Material to process -

---+---

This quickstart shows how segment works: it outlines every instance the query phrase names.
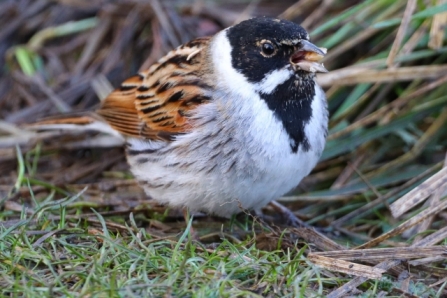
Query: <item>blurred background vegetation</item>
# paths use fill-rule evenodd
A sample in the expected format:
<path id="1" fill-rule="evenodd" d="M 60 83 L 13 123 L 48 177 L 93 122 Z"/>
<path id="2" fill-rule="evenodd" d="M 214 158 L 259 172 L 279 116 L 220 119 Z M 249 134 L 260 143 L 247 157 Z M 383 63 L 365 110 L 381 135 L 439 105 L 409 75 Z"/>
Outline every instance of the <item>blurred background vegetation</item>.
<path id="1" fill-rule="evenodd" d="M 219 267 L 222 274 L 230 276 L 223 279 L 225 282 L 215 272 L 210 279 L 198 277 L 198 284 L 179 279 L 197 273 L 198 269 L 186 268 L 184 263 L 191 254 L 200 249 L 206 252 L 210 247 L 198 246 L 194 253 L 181 255 L 183 261 L 175 261 L 181 259 L 181 242 L 155 242 L 177 239 L 173 235 L 184 230 L 184 223 L 177 211 L 147 200 L 132 180 L 116 140 L 94 133 L 36 133 L 22 126 L 49 115 L 92 109 L 112 86 L 148 68 L 172 48 L 252 16 L 279 16 L 300 23 L 315 44 L 328 48 L 324 63 L 330 72 L 318 77 L 331 114 L 326 150 L 313 173 L 281 201 L 309 224 L 329 227 L 330 237 L 346 247 L 381 236 L 424 209 L 439 210 L 411 229 L 381 241 L 381 245 L 415 244 L 421 235 L 446 226 L 447 212 L 439 206 L 447 188 L 447 174 L 441 170 L 447 147 L 447 1 L 4 0 L 0 2 L 3 295 L 22 291 L 32 296 L 40 286 L 44 293 L 55 287 L 54 293 L 61 296 L 105 292 L 126 296 L 119 285 L 132 284 L 132 272 L 146 276 L 136 284 L 152 287 L 129 288 L 129 293 L 137 296 L 158 296 L 169 287 L 173 296 L 219 296 L 232 289 L 230 296 L 307 297 L 326 295 L 350 280 L 306 261 L 304 250 L 300 250 L 302 243 L 297 246 L 292 236 L 287 249 L 294 251 L 293 256 L 286 253 L 272 259 L 277 256 L 262 255 L 262 249 L 252 246 L 250 224 L 231 222 L 228 227 L 227 221 L 204 216 L 198 216 L 194 226 L 204 242 L 215 245 L 216 255 L 246 252 L 247 258 L 255 260 L 253 266 L 258 267 L 244 267 L 225 259 L 231 263 L 226 269 Z M 430 177 L 432 183 L 418 188 Z M 401 217 L 393 217 L 389 204 L 411 190 L 431 197 L 424 204 L 418 201 Z M 131 212 L 135 218 L 129 219 Z M 274 214 L 271 216 L 275 219 Z M 112 235 L 106 232 L 108 229 L 113 230 Z M 135 231 L 140 231 L 140 238 Z M 219 231 L 225 231 L 225 236 Z M 102 240 L 92 237 L 98 234 Z M 275 233 L 268 235 L 272 238 L 267 237 L 267 242 L 278 241 Z M 66 237 L 76 241 L 71 242 L 69 253 L 62 253 L 60 247 L 69 245 Z M 82 258 L 85 264 L 78 269 L 87 270 L 101 255 L 105 243 L 111 249 L 104 257 L 108 258 L 113 250 L 125 255 L 132 243 L 141 242 L 141 237 L 149 241 L 146 244 L 157 243 L 157 249 L 151 251 L 163 251 L 173 263 L 163 259 L 163 254 L 154 256 L 160 263 L 151 271 L 145 267 L 147 262 L 132 265 L 137 264 L 135 258 L 146 257 L 129 254 L 121 260 L 127 264 L 124 271 L 110 273 L 107 269 L 107 274 L 99 278 L 105 272 L 101 271 L 103 267 L 95 267 L 93 277 L 78 276 L 67 269 L 59 255 L 58 259 L 54 256 L 64 255 L 64 260 Z M 111 245 L 116 239 L 126 244 L 119 248 Z M 91 253 L 74 257 L 80 243 Z M 258 238 L 259 243 L 262 241 Z M 284 251 L 280 244 L 276 248 Z M 298 265 L 281 270 L 278 267 L 275 275 L 263 267 L 269 262 L 290 264 L 290 258 Z M 161 265 L 162 260 L 168 263 Z M 414 275 L 407 287 L 397 278 L 401 271 L 388 273 L 379 283 L 363 283 L 360 290 L 364 295 L 391 295 L 397 289 L 394 294 L 445 297 L 446 265 L 445 258 L 438 258 L 411 267 Z M 177 266 L 177 279 L 169 278 L 173 274 L 169 266 Z M 56 271 L 70 271 L 71 275 L 57 278 Z M 157 272 L 163 277 L 157 277 Z M 200 272 L 205 274 L 206 270 Z M 417 283 L 419 279 L 425 281 Z M 219 282 L 210 285 L 210 280 Z M 104 290 L 95 292 L 95 287 Z"/>

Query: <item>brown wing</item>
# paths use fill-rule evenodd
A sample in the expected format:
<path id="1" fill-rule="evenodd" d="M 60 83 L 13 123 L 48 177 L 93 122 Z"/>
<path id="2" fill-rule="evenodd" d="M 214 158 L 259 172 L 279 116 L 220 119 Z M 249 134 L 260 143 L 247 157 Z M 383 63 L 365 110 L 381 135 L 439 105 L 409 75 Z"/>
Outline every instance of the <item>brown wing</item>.
<path id="1" fill-rule="evenodd" d="M 186 132 L 189 111 L 210 99 L 201 75 L 209 38 L 195 39 L 124 81 L 97 113 L 123 135 L 171 139 Z"/>

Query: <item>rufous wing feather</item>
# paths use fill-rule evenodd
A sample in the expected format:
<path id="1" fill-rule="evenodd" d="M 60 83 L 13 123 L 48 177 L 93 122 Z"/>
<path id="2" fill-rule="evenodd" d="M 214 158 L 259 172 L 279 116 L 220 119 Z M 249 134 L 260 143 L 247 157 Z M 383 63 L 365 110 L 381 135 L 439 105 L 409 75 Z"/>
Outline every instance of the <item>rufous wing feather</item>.
<path id="1" fill-rule="evenodd" d="M 124 81 L 96 113 L 125 136 L 169 140 L 187 132 L 190 111 L 210 99 L 211 86 L 199 72 L 208 41 L 196 39 L 169 52 Z"/>

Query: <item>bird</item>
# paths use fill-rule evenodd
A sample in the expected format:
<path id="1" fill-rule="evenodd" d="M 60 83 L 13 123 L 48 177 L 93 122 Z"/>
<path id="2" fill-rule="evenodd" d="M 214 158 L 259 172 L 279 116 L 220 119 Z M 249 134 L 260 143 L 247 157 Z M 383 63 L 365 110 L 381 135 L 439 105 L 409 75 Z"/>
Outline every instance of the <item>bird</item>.
<path id="1" fill-rule="evenodd" d="M 298 186 L 322 155 L 328 109 L 316 73 L 327 50 L 300 25 L 255 17 L 170 51 L 93 112 L 43 120 L 125 143 L 153 200 L 230 217 Z M 279 206 L 279 207 L 278 207 Z"/>

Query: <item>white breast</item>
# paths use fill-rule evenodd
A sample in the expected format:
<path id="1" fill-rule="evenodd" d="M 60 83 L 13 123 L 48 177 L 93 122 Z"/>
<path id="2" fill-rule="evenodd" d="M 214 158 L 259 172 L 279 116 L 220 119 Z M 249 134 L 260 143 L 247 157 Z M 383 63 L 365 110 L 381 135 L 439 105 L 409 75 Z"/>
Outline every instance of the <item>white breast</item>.
<path id="1" fill-rule="evenodd" d="M 214 114 L 221 104 L 203 106 L 198 116 Z M 261 100 L 256 106 L 240 107 L 233 115 L 230 109 L 155 155 L 129 156 L 133 173 L 151 197 L 169 205 L 221 216 L 241 211 L 240 206 L 263 207 L 296 187 L 316 165 L 327 120 L 324 97 L 317 97 L 312 107 L 322 113 L 314 114 L 305 130 L 311 150 L 293 153 L 282 124 Z"/>

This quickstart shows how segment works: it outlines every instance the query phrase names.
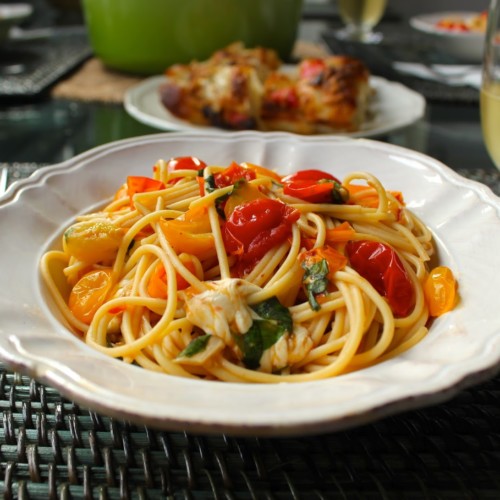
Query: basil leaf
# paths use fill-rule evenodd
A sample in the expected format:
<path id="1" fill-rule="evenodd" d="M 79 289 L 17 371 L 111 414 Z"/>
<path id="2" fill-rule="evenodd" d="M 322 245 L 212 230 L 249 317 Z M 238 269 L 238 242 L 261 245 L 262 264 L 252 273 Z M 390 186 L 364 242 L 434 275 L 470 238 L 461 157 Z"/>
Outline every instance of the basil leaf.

---+---

Could you say how many lines in the data above contain "leaf"? Reply with the number alone.

2